Excerpts from a dataset

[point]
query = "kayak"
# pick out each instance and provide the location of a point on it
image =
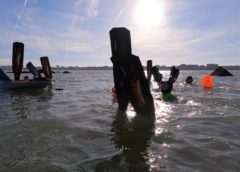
(35, 84)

● Task item
Copy the data exactly. Any picture it contains is to be omitted.

● Result of the exercise
[point]
query = "kayak"
# pick out each instance and provide the location of a point on it
image =
(35, 84)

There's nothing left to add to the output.